## TEXTO ANALIZADO
--
La elección de Pedro Sánchez como secretario general del PSOE me hizo concebir esperanzas de que una nueva etapa de ilusión y recuperación electoral de este partido había comenzado. Las excelentes intervenciones del portavoz accidental socialista en el debate de la absurda moción de censura de Podemos reafirmaron estas iniciales expectativas.

Poco duraron estas esperanzas. Los casi dos meses de dirección de Sánchez han estado marcados por el oportunismo político y la falta de unos mínimos principios ideológicos. Ya escribí en otra ocasión sobre el cambio de posición, sin ninguna explicación política más que un tuit de la nueva presidenta del partido, sobre el brusco cambio de posición del PSOE en relación al acuerdo entre la Unión Europea y Canadá. Mejor que lo explicara en 140 caracteres. Le habría sido difícil explicarlo en muchos más.

Hoy trataré otro tema de mayor importancia política y social: el referéndum catalán del próximo 1 de octubre. Casualmente el mismo día que Carles Puigdemont remodelaba su Govern, apartando a los consellers menos comprometidos con la causa independentista (algunos de ellos por causas tan idealistas como no poner en peligro sus patrimonios personales por posibles responsabilidades jurídicas) Sánchez se descolgaba con que hay que «evitar el choque de trenes» antes del 1 de octubre e intentar una solución pactada. ¿Qué supone pactar para la actual Generalitat catalana? De momento, nada que esté dentro de la Constitución.

¿Qué remedio cabe a esta sainetesca repetición de la brevísima y fallida Revolución independentista del 6 de octubre de 1934? La aplicación de la Constitución con los instrumentos que da al Estado para obligar a las comunidades autónomas a cumplir las obligaciones que la misma Constitución les impusiera: el artículo 155. Este artículo permite por mayoría de absoluta del Senado, que el Partido Popular posee sobradamente, «cuando una comunidad actuare de forma que atente al interés general de España (...) adoptar las medidas necesarias para obligar a aquélla al cumplimiento forzoso de dichas obligaciones».

Si a Sánchez no le parece que atenta contra el interés general de España convocar un referéndum ilegal para la separación de una parte de su territorio nacional, es un síntoma claro de que su tactismo de corto vuelo le impide entender los problemas nacionales. No se trata de suprimir la autonomía catalana. Con que temporalmente la Policía autonómica pase a depender de la autoridad gubernativa central, junto a otras medidas, ese referéndum no se producirá.
--
## INFORMACIÓN PROPORCIONADA
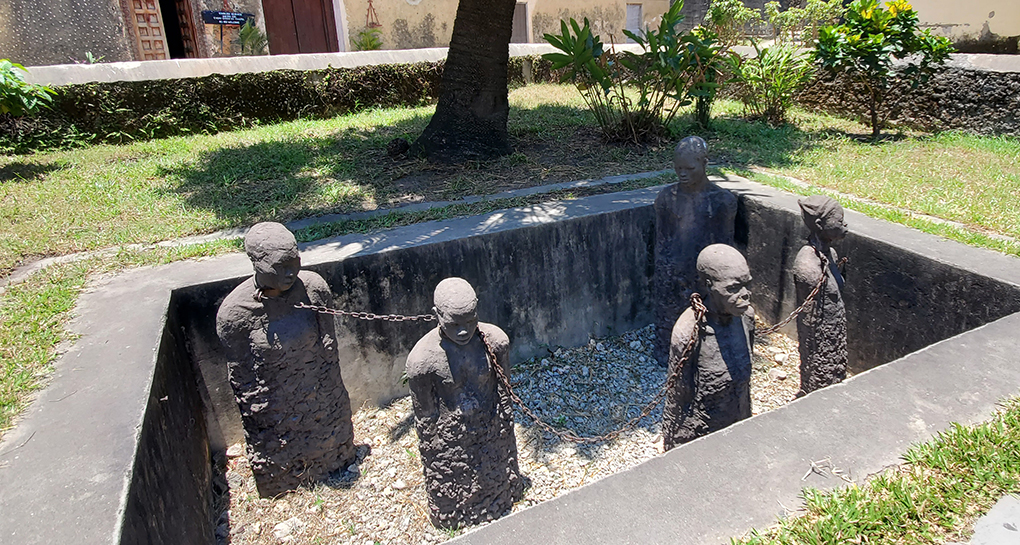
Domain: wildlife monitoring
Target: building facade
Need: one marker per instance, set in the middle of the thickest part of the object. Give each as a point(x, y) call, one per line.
point(61, 32)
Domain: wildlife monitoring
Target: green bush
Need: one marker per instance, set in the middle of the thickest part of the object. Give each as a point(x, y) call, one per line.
point(876, 47)
point(673, 68)
point(767, 83)
point(368, 40)
point(729, 20)
point(252, 40)
point(18, 97)
point(801, 25)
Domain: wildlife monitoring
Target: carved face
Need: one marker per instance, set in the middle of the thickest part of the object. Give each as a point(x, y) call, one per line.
point(832, 228)
point(277, 273)
point(690, 168)
point(730, 295)
point(459, 327)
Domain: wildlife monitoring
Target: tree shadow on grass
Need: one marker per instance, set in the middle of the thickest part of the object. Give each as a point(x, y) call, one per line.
point(741, 143)
point(26, 171)
point(293, 177)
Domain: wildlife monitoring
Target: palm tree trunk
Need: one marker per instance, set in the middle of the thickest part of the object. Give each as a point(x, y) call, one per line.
point(470, 119)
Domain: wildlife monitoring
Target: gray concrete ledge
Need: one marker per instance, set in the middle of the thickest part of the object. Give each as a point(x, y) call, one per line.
point(56, 75)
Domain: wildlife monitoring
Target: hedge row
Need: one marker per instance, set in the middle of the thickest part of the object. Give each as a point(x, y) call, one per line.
point(120, 111)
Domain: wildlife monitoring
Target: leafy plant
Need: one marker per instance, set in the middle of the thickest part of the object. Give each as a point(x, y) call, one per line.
point(801, 25)
point(877, 46)
point(18, 97)
point(368, 39)
point(729, 19)
point(252, 40)
point(766, 83)
point(673, 68)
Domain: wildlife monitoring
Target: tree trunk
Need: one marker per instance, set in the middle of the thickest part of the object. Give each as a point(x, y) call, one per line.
point(470, 119)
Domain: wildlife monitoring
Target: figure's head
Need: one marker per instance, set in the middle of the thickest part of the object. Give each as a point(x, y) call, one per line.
point(690, 160)
point(456, 307)
point(824, 217)
point(273, 252)
point(724, 279)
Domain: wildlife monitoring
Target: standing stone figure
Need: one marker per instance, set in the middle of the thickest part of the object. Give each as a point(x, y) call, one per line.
point(689, 215)
point(284, 366)
point(821, 329)
point(463, 416)
point(713, 389)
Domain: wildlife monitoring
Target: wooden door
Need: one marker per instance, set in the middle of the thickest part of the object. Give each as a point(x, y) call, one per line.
point(300, 27)
point(519, 35)
point(633, 19)
point(148, 26)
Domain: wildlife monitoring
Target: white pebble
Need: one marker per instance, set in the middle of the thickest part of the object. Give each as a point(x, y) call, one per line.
point(288, 528)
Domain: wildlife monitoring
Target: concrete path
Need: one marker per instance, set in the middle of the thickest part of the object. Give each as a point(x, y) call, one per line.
point(1001, 526)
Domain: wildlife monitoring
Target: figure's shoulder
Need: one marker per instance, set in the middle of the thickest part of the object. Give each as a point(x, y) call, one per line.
point(685, 326)
point(665, 196)
point(427, 352)
point(315, 286)
point(807, 265)
point(238, 307)
point(722, 195)
point(494, 336)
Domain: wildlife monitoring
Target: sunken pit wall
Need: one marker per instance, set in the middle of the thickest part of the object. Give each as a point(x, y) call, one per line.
point(547, 285)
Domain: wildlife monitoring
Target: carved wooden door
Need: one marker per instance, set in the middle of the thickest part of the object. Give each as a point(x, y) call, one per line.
point(149, 30)
point(300, 27)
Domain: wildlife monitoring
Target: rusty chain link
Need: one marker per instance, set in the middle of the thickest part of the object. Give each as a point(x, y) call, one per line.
point(810, 299)
point(365, 315)
point(567, 435)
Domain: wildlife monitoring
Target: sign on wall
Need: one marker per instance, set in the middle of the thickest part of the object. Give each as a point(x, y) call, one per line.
point(225, 17)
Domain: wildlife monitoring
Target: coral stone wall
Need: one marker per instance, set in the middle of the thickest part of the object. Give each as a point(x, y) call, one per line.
point(976, 93)
point(987, 26)
point(34, 33)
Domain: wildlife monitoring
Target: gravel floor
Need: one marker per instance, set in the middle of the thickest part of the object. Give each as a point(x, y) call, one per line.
point(591, 390)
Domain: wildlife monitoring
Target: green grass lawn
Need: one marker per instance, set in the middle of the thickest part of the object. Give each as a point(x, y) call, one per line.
point(61, 202)
point(945, 485)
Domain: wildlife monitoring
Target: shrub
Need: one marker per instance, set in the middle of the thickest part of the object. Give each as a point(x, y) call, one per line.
point(673, 68)
point(729, 20)
point(799, 25)
point(875, 47)
point(18, 97)
point(767, 83)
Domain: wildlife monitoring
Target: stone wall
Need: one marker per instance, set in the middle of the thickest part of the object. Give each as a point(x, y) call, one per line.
point(61, 33)
point(984, 26)
point(976, 93)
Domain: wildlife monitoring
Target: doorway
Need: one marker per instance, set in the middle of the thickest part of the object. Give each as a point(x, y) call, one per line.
point(300, 27)
point(519, 35)
point(633, 19)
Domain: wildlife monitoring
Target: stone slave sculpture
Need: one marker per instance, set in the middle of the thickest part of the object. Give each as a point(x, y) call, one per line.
point(284, 366)
point(821, 329)
point(713, 389)
point(463, 415)
point(689, 215)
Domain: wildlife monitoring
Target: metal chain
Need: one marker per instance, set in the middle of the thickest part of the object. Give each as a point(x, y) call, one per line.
point(567, 435)
point(365, 315)
point(810, 299)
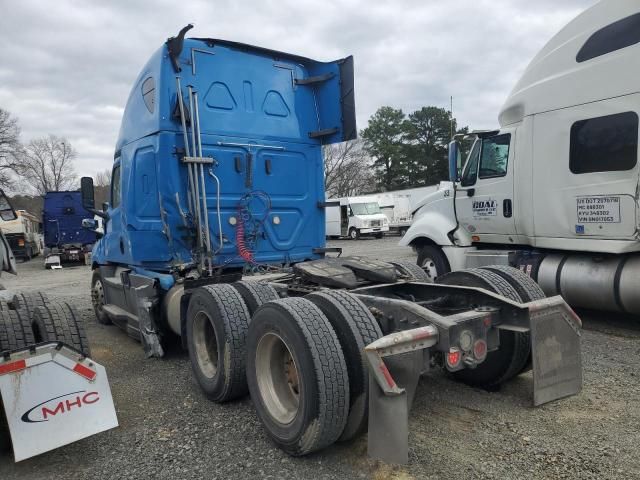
--
## CUESTIONES Y TAREAS
[A] Según el texto sobre Pedro Sánchez y el referéndum catalán, ¿qué artículo de la Constitución se propone aplicar ante la convocatoria del referéndum?
[B] Enumere todos los partidos políticos que se mencionan por su nombre en el texto sobre Pedro Sánchez y el referéndum catalán.
[C] Prosiga el texto sobre Pedro Sánchez y el referéndum catalán a partir de su última oración.

## RESULTADOS
[A] El artículo 155.

[B] PSOE, Podemos y Partido Popular.

[C]
El PSOE tiene materias sobradas para diferenciarse, criticar y poner en cuestión al Gobierno de Mariano Rajoy: el incremento de las desigualdades sociales, los bajos salarios, la precariedad en el empleo que se crea, la amnistía fiscal, su estructural corrupción... No le hace falta distanciarse de este Gobierno en este desafío a nuestra democracia, que por lo demás los propios independentistas saben condenado al fracaso.

Anulado el dislate otoñal, habrá que plantearse seriamente por todos los partidos políticos del arco nacional, la solución para, por lo menos, treinta años más del problema catalán. Casi seguro que para ello será necesario una reforma constitucional. El Partido Popular deberá abandonar su actual inmovilismo frente a cualquier reforma de la Carta Magna, que en la cuestión territorial es imprescindible. Sin su concurso no cabe ningún cambio de la Constitución, que no son las Tablas de Moisés, escritas por Jehová. Es un instrumento político del que nos dotamos hace casi cuarenta años los españoles para tener el mayor período de democracia de nuestra desdichada historia.

Pero en política, cada acontecimiento tienes sus tiempos. Y frente al desafío del 1 de octubre no caben equidistancias. Se debe aplicar la Constitución y luego reformarla por la vía democrática, no por los hechos consumados como pretenden Puigdemont y Oriol Junqueras.